* _Exercise instructions_
Please return all lines of the data below containing the string "frame".
Segment Start: Source information
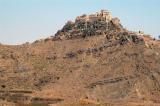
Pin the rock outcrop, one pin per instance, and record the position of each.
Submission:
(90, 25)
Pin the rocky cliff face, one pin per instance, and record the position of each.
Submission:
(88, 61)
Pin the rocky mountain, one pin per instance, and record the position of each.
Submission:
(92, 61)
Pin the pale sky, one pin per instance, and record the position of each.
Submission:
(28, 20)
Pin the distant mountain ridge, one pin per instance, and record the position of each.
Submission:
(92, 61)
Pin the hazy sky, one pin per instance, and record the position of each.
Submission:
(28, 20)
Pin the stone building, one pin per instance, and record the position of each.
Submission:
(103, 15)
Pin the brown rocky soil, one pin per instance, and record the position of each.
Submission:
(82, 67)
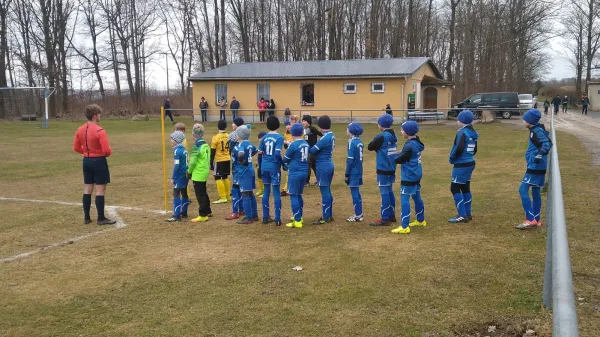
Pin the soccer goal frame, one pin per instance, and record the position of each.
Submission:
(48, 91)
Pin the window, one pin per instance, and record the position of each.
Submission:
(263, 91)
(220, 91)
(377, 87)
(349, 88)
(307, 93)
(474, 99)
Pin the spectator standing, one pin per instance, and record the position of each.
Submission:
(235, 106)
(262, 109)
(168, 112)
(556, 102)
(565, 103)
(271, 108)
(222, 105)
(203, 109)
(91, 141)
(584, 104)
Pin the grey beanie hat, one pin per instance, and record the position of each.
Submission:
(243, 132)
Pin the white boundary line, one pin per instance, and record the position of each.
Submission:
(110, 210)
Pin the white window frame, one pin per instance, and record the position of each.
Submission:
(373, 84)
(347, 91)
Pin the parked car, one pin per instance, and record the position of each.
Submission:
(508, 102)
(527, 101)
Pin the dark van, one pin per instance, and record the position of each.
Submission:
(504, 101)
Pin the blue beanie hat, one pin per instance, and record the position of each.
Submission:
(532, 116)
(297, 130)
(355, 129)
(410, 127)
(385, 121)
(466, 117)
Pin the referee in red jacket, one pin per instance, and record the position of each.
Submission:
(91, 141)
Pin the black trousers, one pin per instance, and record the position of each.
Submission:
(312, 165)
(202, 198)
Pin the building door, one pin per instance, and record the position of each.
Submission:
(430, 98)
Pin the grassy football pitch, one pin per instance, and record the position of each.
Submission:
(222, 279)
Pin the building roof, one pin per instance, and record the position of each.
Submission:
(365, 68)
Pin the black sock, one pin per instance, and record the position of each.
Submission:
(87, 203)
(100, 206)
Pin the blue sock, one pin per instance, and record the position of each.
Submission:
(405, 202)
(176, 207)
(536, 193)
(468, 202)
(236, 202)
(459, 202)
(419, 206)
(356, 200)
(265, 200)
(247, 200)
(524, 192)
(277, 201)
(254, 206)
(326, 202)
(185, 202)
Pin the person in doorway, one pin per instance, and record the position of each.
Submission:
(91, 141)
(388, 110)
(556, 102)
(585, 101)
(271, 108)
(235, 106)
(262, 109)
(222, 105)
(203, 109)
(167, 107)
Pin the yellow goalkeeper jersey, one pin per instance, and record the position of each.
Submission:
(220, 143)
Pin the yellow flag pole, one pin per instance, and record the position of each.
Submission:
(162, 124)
Segment End: Source information
Segment Start: Source information
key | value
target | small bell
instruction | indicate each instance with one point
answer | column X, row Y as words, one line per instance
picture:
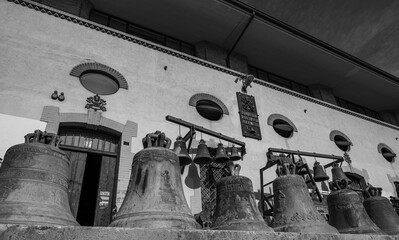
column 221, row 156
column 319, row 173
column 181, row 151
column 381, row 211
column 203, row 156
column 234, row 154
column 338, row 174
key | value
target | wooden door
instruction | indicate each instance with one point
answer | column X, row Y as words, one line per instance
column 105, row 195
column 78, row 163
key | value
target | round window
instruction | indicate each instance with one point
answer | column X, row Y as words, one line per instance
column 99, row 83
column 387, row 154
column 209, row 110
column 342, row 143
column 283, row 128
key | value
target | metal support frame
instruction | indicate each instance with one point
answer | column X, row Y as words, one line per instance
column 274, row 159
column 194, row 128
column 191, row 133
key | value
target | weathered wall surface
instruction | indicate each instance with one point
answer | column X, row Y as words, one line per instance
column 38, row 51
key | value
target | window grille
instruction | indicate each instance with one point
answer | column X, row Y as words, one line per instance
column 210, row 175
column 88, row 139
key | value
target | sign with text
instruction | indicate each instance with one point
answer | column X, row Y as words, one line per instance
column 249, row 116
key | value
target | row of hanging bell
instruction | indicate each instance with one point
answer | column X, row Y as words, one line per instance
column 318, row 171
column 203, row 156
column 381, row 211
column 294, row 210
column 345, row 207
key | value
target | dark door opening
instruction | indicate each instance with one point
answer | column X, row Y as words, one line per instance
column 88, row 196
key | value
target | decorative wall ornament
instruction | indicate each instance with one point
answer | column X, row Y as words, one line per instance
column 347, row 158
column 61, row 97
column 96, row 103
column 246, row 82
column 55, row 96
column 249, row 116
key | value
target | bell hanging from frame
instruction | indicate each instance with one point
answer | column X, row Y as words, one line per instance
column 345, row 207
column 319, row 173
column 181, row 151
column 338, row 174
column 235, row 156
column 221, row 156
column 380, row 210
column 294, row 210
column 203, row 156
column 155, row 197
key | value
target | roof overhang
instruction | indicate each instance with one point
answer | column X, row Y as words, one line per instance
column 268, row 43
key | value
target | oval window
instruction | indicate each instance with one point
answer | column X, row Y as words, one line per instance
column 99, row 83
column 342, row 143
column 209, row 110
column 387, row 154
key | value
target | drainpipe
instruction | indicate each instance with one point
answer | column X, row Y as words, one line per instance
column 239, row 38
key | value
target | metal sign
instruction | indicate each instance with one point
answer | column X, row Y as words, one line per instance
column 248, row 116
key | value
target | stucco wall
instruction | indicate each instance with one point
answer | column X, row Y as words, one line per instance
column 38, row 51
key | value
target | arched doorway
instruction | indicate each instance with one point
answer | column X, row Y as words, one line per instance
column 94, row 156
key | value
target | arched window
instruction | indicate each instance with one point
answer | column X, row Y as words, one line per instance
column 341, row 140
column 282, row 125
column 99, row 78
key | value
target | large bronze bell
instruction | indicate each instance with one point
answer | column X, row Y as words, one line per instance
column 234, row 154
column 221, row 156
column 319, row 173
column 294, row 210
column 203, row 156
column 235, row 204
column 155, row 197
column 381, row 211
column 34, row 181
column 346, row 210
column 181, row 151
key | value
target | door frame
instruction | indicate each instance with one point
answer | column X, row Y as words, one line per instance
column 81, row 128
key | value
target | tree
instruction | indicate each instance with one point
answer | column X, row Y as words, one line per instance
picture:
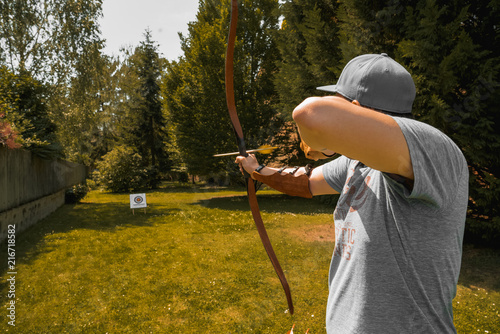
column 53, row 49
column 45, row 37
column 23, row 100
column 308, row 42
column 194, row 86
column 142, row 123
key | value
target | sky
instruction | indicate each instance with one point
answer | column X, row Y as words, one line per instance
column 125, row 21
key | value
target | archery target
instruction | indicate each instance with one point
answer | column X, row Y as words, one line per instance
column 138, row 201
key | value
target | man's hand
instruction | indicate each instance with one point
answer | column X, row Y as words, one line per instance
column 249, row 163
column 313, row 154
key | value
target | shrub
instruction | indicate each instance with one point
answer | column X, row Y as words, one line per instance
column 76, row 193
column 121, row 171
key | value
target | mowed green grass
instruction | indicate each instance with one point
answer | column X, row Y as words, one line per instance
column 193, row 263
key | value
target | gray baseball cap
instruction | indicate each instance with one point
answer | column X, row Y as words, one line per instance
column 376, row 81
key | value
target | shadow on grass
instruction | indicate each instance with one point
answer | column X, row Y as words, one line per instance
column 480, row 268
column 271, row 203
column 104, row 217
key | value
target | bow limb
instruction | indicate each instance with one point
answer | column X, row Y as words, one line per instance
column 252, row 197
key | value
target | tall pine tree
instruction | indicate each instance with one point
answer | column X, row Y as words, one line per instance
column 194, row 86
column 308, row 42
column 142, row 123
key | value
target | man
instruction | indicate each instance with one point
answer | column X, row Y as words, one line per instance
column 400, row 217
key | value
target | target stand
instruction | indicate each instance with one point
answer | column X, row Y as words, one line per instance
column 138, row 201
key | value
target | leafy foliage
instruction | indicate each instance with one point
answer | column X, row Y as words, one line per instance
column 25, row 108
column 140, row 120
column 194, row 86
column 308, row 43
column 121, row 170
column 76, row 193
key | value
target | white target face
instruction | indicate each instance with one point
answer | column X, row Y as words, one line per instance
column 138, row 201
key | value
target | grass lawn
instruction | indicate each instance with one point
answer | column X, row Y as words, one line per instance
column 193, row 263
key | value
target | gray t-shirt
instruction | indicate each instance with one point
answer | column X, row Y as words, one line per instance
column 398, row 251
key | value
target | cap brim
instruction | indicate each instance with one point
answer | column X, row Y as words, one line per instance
Segment End: Source information
* _Written answer_
Pin the soccer goal frame, one pin per instance, and record the position of each.
Pin the white window frame, one pin per instance, and record the position of each.
target | metal support frame
target | bell hanging from frame
target | door frame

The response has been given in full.